- _Given instruction_
Rewrite the entries below with every "instance" changed to "object", keeping everything else the same.

** Start Data in this exercise **

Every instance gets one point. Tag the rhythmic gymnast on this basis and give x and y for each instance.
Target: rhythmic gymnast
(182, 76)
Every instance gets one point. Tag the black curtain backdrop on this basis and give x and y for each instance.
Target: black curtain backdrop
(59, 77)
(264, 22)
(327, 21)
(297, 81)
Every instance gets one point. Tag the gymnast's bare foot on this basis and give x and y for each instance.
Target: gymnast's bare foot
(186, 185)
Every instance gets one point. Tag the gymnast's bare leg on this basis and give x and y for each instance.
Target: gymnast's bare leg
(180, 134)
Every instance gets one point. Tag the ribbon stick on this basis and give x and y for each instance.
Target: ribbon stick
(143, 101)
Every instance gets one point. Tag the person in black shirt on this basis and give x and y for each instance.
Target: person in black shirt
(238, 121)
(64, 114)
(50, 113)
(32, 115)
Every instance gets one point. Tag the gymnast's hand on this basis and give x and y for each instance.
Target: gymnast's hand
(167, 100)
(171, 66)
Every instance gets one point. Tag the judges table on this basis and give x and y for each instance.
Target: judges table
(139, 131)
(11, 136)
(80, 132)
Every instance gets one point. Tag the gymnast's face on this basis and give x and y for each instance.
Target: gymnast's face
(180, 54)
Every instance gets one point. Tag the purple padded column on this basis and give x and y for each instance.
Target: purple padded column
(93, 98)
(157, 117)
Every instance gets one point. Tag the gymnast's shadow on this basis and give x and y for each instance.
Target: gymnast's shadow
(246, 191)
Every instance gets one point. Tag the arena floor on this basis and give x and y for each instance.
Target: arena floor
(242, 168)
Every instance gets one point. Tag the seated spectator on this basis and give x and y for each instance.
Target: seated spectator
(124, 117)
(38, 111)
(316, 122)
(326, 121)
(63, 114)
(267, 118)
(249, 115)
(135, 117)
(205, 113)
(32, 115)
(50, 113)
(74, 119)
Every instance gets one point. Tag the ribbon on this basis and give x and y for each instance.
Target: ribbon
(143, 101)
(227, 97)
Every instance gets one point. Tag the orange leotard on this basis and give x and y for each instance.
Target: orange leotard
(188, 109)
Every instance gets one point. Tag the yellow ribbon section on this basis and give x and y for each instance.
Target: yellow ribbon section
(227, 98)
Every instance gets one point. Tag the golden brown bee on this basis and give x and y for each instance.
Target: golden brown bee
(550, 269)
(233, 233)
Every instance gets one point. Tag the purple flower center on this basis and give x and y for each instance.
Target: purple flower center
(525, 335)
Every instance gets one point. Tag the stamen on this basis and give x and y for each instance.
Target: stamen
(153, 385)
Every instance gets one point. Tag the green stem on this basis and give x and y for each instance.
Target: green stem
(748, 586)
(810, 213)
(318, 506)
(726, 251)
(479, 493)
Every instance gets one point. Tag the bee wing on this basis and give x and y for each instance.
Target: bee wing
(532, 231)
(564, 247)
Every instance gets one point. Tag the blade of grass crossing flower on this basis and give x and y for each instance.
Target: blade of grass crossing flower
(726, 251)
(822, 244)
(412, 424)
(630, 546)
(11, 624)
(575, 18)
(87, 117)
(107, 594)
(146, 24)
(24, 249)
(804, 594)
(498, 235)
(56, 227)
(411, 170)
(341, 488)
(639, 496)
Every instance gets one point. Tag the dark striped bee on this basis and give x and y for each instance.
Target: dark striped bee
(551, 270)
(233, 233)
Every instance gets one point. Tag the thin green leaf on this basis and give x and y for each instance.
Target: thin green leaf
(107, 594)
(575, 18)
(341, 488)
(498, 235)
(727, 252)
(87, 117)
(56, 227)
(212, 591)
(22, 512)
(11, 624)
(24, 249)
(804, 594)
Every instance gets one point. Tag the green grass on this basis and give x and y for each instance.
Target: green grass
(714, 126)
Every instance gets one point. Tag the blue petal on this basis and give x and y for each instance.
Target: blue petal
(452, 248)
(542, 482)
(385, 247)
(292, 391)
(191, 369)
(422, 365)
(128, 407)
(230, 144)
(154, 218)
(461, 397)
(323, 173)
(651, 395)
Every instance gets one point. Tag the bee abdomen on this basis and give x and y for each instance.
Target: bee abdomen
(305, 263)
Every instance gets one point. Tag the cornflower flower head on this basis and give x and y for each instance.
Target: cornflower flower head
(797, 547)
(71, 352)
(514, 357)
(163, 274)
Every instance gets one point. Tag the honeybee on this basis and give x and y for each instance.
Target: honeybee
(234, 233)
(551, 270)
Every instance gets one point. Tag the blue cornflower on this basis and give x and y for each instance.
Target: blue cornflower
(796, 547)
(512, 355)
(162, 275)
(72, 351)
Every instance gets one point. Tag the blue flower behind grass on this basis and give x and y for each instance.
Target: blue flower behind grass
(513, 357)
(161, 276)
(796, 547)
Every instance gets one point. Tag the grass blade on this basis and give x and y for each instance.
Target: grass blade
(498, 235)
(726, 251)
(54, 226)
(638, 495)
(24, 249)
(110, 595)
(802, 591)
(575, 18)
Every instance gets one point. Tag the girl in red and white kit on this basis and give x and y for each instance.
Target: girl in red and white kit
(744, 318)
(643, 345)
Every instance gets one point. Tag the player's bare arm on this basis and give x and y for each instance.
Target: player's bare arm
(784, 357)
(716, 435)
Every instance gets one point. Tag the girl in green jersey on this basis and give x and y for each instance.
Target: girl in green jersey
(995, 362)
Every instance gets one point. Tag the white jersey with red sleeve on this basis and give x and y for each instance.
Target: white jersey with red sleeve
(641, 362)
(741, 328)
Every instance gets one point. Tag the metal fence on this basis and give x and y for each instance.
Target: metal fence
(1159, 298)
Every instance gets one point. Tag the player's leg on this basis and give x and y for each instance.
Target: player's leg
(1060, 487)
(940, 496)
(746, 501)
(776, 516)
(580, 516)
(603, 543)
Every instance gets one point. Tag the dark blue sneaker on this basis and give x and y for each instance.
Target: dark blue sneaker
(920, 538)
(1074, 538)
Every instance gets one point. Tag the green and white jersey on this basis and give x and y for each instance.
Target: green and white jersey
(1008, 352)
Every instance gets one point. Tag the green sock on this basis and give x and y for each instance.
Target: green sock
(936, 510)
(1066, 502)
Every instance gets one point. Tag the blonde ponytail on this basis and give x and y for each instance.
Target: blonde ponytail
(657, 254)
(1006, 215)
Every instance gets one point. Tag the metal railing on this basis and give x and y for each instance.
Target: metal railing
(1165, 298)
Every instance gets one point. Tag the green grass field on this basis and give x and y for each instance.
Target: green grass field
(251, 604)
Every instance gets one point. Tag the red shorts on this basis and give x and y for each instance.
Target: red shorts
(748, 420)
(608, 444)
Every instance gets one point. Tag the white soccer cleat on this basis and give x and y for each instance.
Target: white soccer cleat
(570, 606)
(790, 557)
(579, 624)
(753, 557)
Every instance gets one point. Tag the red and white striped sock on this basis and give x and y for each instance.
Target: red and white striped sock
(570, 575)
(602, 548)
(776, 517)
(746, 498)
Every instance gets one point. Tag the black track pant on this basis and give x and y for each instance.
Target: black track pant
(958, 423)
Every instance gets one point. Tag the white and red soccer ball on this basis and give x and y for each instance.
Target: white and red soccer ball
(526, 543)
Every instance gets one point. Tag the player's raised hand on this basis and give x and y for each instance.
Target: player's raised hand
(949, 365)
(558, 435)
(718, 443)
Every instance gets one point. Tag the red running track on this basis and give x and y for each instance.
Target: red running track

** End Data in this exercise **

- _Solution_
Every object gets one point. Tag the rhythmic gymnast on this basis and give x and y for each object.
Target: rhythmic gymnast
(182, 76)
Every object gets one point. Tag the black curtain backdrop on this basis and give x and y for each object.
Target: black curtain backdrop
(59, 77)
(264, 22)
(327, 21)
(297, 81)
Every object gets one point. Tag the gymnast's bare foot on this basis and give x and y for each object.
Target: gymnast's bare foot
(186, 185)
Every object gets one point. Tag the gymnast's bare leg on this basis and give x and y for each object.
Target: gymnast's bare leg
(180, 134)
Every object gets one point. Tag the ribbon stick on this basis and give x and y for each object.
Target: ribbon stick
(143, 101)
Every object gets one point. Tag the person in black shirt on this basis and give x and y for each object.
Target: person in black shirt
(238, 121)
(64, 114)
(50, 113)
(32, 115)
Every object gets one point. Tag the gymnast's hand on this basis and give x and y for each object.
Target: gymnast's hand
(167, 100)
(171, 66)
Every object gets one point. Tag the judges table on this basis and give x and y for each object.
Target: judges table
(139, 131)
(11, 136)
(80, 132)
Every object gets one point. Tag the gymnast's face on this basis and give x and y for each object.
Target: gymnast's face
(180, 54)
Every object gets one point. Tag the purple padded column on this basis and give x and y for each object.
Target: purple padded column
(93, 98)
(157, 117)
Every object gets one point. Tag the gymnast's shadow on this basis and give x and y for each object.
Target: gymnast's shadow
(246, 191)
Every object gets one point. Tag the arena floor on this basis and give x and y for each object.
Target: arena floor
(242, 168)
Every object gets one point. Tag the seated spectator on this basis and give x and y for each object.
Target: seated spectator
(124, 117)
(38, 111)
(316, 122)
(326, 121)
(63, 114)
(267, 118)
(249, 115)
(135, 117)
(205, 113)
(32, 115)
(50, 113)
(74, 119)
Every object gets one point. Tag the ribbon on this basis and give x and y for each object.
Target: ribbon
(143, 101)
(227, 97)
Every object gets one point. Tag the orange leotard on this basis and give x and y for each object.
Target: orange leotard
(188, 109)
Every object gets one point. Tag the yellow ribbon section on this basis and give x and y for each object.
Target: yellow ribbon section
(227, 98)
Every object gets one point. Tag the golden brown bee on this basis and give x and y for each object.
Target: golden brown bee
(550, 269)
(233, 233)
Every object gets one point. Tag the purple flower center on this basis and give x and y for each object.
Target: purple flower center
(525, 335)
Every object gets one point. Tag the stamen on this basis and give x and y for each object.
Target: stamen
(153, 385)
Every object gets one point. Tag the green stem on this basis and give x and y for each object.
Target: green stem
(748, 586)
(810, 213)
(318, 506)
(726, 251)
(479, 493)
Every object gets one point. Tag the bee wing on this basis and give x and y for each object.
Target: bee wing
(532, 231)
(564, 247)
Every object gets one point. Tag the blade of grass crossing flower on this basis and give x and y for each object.
Target: blade of grass crossing flower
(726, 251)
(822, 244)
(412, 424)
(630, 546)
(11, 624)
(575, 18)
(87, 117)
(107, 594)
(146, 24)
(24, 249)
(804, 594)
(498, 235)
(56, 227)
(411, 170)
(341, 488)
(639, 496)
Every object gets one point. Tag the dark striped bee on this basis and give x and y for each object.
Target: dark striped bee
(551, 270)
(233, 233)
Every object gets one point. Tag the thin green leaf on this basis and give x and y for each object.
Target: thin green leaf
(107, 594)
(575, 18)
(341, 488)
(498, 235)
(727, 252)
(87, 117)
(56, 227)
(212, 591)
(22, 512)
(11, 624)
(24, 249)
(804, 594)
Every object gets one point. Tag the green grass on this basis and give x and y for each object.
Target: green grass
(714, 126)
Every object gets one point. Tag the blue petal on this basis and give x and y for each object.
Target: blue petal
(452, 248)
(542, 482)
(385, 247)
(292, 391)
(191, 369)
(422, 365)
(128, 407)
(230, 144)
(154, 218)
(461, 397)
(323, 173)
(651, 395)
Every object gets one point. Tag the bee abdomen on this basis and give x and y for each object.
Target: bee abdomen
(305, 263)
Every object gets one point. Tag the cornflower flower head on this basis and give x and y for each object.
Target: cornflower flower head
(797, 547)
(71, 352)
(514, 357)
(163, 274)
Every object gets one point. Tag the honeybee on this basis and give x and y for each object.
Target: honeybee
(234, 233)
(551, 270)
Every object gets one point. Tag the blue cornflower on this basis and give x and y for each object.
Target: blue cornflower
(796, 547)
(512, 355)
(162, 275)
(72, 351)
Every object gets one point. Tag the blue flower behind grass on this basis and give x and y for each object.
Target: blue flower behind grass
(513, 357)
(161, 276)
(796, 547)
Every object gets one point. Tag the grass blade on this basis and give x and y for each object.
Target: grass blade
(498, 235)
(726, 251)
(54, 226)
(638, 495)
(24, 249)
(110, 595)
(802, 591)
(575, 18)
Every object gets one point. Tag the girl in red and white kit on this basis and give x and y for each object.
Target: girl in red and white kit
(744, 318)
(643, 345)
Every object gets one point. Tag the player's bare arm on this basis and give x and y for each object.
Target: player's bare arm
(784, 357)
(716, 435)
Every object gets one point. Tag the girl in green jersey on this basis and give x and y for each object.
Target: girl in green jersey
(995, 362)
Every object gets one point. Tag the white jersey with red sleeve on this basis and give x and y for each object.
Target: white jersey with red sleeve
(641, 362)
(741, 328)
Every object gets one point. Tag the metal fence on this basis and give x and y for each object.
Target: metal fence
(1159, 298)
Every object gets one point. Tag the player's leg on this basis and give x and y for each object.
Target: player's leg
(1060, 487)
(940, 496)
(746, 501)
(776, 516)
(580, 516)
(603, 543)
Every object gets one point. Tag the dark blue sneaker on this basis and give x and y for each object.
Target: dark blue sneaker
(920, 538)
(1074, 538)
Every object gets one point. Tag the green and white jersey on this basis and give x and y for each object.
Target: green and white jersey
(1008, 352)
Every object gets one point. Tag the green sock on this basis and give x and y for each object.
Target: green sock
(936, 510)
(1066, 502)
Every object gets one point. Tag the blonde ponytail on this basis and give x and y for each object.
Target: blonde ponytail
(657, 254)
(1006, 215)
Every object gets one point. Tag the metal railing on this basis and give x and y for each object.
Target: metal railing
(1165, 298)
Every object gets one point. Tag the green grass field on this basis and give x and y for each object.
Target: green grass field
(251, 604)
Every object gets one point. Tag the red shorts on this basis and give x and y for each object.
Target: red shorts
(748, 420)
(608, 444)
Every object gets one point. Tag the white soccer cleat on this basis and give x and y for each object.
Target: white soccer cleat
(570, 606)
(790, 557)
(579, 624)
(753, 557)
Every object gets one point. Tag the red and white striped sock on this basis and give x and y for each object.
Target: red and white striped sock
(570, 575)
(602, 548)
(776, 517)
(746, 498)
Every object gets one point. Tag the black track pant on this basis and give x and y for each object.
Target: black track pant
(958, 423)
Every object gets one point. Tag the white and red soccer ball on this basis and give x and y for each object.
Target: white and red soccer ball
(526, 543)
Every object gets one point. Tag the player's raised hand on this basis and give x and y for each object.
Target: player's raised hand
(949, 365)
(558, 435)
(718, 443)
Every object gets one point. Tag the red running track on this basis and give x and y for each object.
Target: red running track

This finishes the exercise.